*Do this*. Can you rewrite the entries below, swapping every "hole_handling" for "hole_rule" and leaving everything else as it is?

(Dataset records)
------------------------------------------------------------------------
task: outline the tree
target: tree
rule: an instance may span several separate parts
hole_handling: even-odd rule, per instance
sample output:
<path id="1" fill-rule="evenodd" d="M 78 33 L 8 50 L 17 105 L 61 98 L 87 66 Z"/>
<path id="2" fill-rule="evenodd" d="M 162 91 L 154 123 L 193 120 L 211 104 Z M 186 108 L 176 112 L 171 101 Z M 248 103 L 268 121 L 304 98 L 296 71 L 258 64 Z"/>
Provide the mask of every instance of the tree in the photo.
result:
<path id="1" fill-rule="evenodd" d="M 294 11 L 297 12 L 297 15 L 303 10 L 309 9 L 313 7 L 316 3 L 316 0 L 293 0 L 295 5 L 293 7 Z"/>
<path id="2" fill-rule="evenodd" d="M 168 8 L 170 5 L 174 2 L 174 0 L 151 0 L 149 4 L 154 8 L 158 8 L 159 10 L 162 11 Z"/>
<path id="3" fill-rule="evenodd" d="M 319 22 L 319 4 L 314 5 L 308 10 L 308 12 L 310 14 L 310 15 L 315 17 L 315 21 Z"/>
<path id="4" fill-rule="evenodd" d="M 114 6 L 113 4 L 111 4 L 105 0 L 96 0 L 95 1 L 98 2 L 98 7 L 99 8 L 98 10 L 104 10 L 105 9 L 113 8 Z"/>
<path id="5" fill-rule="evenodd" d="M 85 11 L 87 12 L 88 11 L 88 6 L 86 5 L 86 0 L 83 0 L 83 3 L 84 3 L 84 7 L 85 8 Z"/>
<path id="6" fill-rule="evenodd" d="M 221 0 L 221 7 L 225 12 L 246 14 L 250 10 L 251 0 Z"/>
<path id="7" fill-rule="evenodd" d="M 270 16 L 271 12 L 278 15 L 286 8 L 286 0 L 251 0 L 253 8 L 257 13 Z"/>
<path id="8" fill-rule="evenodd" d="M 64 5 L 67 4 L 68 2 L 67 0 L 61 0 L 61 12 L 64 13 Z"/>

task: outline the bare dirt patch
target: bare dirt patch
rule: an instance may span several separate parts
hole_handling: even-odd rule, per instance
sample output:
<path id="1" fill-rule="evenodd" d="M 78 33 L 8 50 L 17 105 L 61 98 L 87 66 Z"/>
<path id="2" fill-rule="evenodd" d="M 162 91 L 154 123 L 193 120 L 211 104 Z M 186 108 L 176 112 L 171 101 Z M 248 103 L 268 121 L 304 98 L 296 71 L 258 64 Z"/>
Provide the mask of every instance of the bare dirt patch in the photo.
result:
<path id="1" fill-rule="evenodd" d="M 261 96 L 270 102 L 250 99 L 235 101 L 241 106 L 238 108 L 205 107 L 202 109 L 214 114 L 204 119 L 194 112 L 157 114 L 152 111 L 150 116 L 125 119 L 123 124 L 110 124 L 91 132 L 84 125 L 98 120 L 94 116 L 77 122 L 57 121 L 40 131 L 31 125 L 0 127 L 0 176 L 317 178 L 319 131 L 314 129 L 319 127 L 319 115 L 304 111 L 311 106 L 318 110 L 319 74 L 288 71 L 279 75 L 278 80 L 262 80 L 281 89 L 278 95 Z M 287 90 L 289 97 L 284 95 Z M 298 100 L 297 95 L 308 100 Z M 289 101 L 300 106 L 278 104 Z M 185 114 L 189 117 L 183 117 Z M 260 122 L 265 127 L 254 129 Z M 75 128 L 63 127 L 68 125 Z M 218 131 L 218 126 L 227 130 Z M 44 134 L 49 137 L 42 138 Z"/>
------------------------------------------------------------------------
*Result below*.
task: outline the tree
target: tree
rule: an instance may span several separate parts
hole_rule: even-odd rule, per instance
sample output:
<path id="1" fill-rule="evenodd" d="M 78 33 L 8 50 L 17 105 L 61 98 L 87 66 Z"/>
<path id="2" fill-rule="evenodd" d="M 162 91 L 154 123 L 193 120 L 211 104 Z M 186 108 L 176 112 L 171 101 Z M 248 103 L 268 121 L 304 98 L 296 71 L 258 64 Z"/>
Provide the mask of every instance of the tree in the photo.
result:
<path id="1" fill-rule="evenodd" d="M 294 11 L 297 12 L 297 15 L 303 10 L 309 9 L 313 7 L 316 3 L 316 0 L 293 0 L 295 5 L 293 7 Z"/>
<path id="2" fill-rule="evenodd" d="M 168 8 L 170 5 L 174 2 L 174 0 L 151 0 L 149 4 L 154 8 L 158 8 L 159 10 L 162 11 Z"/>
<path id="3" fill-rule="evenodd" d="M 319 22 L 319 4 L 314 5 L 308 10 L 308 12 L 310 14 L 310 15 L 315 17 L 315 21 Z"/>
<path id="4" fill-rule="evenodd" d="M 114 6 L 113 4 L 111 4 L 105 0 L 96 0 L 95 1 L 98 2 L 98 7 L 99 8 L 98 10 L 104 10 L 105 9 L 113 8 Z"/>
<path id="5" fill-rule="evenodd" d="M 85 11 L 87 12 L 88 11 L 88 6 L 86 5 L 86 0 L 83 0 L 83 3 L 84 3 L 84 7 L 85 8 Z"/>
<path id="6" fill-rule="evenodd" d="M 221 0 L 221 7 L 225 12 L 246 14 L 250 10 L 251 0 Z"/>
<path id="7" fill-rule="evenodd" d="M 270 16 L 271 12 L 278 15 L 286 8 L 286 0 L 251 0 L 253 8 L 257 13 Z"/>
<path id="8" fill-rule="evenodd" d="M 64 5 L 67 4 L 68 2 L 67 0 L 61 0 L 61 12 L 64 13 Z"/>

task: outline the bare dirt patch
target: bare dirt patch
rule: an instance may span several separate parts
hole_rule: even-odd rule, per instance
sample output:
<path id="1" fill-rule="evenodd" d="M 78 33 L 8 50 L 17 105 L 61 98 L 87 66 Z"/>
<path id="2" fill-rule="evenodd" d="M 162 91 L 154 123 L 193 120 L 211 104 Z M 186 108 L 176 112 L 171 101 Z M 248 103 L 268 121 L 304 98 L 296 71 L 258 64 Z"/>
Provide the mask of every instance of the bare dirt patch in the photo.
result:
<path id="1" fill-rule="evenodd" d="M 261 96 L 270 102 L 250 99 L 235 101 L 241 106 L 238 108 L 205 107 L 202 109 L 214 114 L 204 119 L 194 112 L 157 114 L 152 111 L 150 116 L 125 119 L 123 124 L 110 124 L 91 132 L 84 125 L 98 120 L 94 116 L 77 122 L 57 121 L 40 131 L 31 125 L 0 127 L 0 176 L 317 178 L 319 131 L 314 129 L 319 127 L 319 115 L 304 111 L 311 106 L 318 110 L 319 74 L 288 71 L 279 75 L 278 80 L 262 80 L 281 89 L 278 95 Z M 287 90 L 289 97 L 284 95 Z M 298 100 L 297 95 L 308 100 Z M 289 101 L 300 106 L 278 104 Z M 185 114 L 189 117 L 183 117 Z M 260 122 L 265 127 L 254 129 Z M 75 128 L 63 127 L 68 125 Z M 218 131 L 218 126 L 227 130 Z M 44 134 L 49 137 L 42 138 Z"/>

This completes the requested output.